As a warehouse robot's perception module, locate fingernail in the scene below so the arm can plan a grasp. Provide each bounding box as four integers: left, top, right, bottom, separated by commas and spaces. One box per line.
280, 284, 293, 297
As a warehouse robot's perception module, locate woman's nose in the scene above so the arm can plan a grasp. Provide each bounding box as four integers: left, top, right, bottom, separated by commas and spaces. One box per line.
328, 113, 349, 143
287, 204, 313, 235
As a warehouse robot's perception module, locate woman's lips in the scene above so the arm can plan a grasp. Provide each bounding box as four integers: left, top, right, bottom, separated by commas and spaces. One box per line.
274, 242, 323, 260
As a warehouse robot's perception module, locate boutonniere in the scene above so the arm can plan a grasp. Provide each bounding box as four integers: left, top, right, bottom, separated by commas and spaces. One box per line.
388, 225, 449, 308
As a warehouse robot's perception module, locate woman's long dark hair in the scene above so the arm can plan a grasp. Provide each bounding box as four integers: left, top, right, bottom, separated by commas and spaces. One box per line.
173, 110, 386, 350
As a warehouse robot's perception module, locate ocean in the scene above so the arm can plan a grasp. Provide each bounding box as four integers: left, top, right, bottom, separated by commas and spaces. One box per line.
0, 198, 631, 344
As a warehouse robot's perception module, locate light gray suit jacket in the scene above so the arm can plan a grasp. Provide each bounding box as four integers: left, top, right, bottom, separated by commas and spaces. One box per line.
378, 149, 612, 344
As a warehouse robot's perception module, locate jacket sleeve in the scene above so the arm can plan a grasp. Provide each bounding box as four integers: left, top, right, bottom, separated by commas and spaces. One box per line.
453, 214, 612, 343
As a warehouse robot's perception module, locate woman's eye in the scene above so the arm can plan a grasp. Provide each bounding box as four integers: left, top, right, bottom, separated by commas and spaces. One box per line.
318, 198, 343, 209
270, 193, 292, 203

PROMPT: Nothing but the lines from the one containing "As a warehouse robot's perception module, locate woman's long" through the last line of the data above should be given again, each exactly as it stands.

SOLUTION TO THIS EXERCISE:
As a warehouse robot's perception module, locate woman's long dark hair in the scene above so the arm can plan a grasp. Provide each bounding box as four integers: left, top, right, bottom, separated by commas and spaces. One box per line.
173, 110, 386, 350
As a warehouse robot's perception module, locate ocean in the scene above so the arm can plan a grasp. Provide each bounding box as four integers: left, top, right, bottom, separated by commas and spaces. One box per line.
0, 198, 631, 344
As a warehouse robot's perception module, locate light gray suit jacket in the scene above so the arm can plan a grasp. Provide each bounding box as four integers: left, top, right, bottom, separated by commas and spaces. One box per line.
378, 149, 612, 344
As a warehouse robot's perception module, locate jacket sleeve in the scene above so the arm can plan a grasp. Provide each bounding box as four integers: left, top, right, bottom, separated by commas and spaces. One box per line.
453, 214, 612, 343
As a warehouse robot's perception module, locate woman's eye in the scene above so the arm can plan a grasp. Provide each bounding box as four integers: left, top, right, bottom, separated by commas and spaces. One box per line.
318, 198, 343, 209
270, 193, 292, 203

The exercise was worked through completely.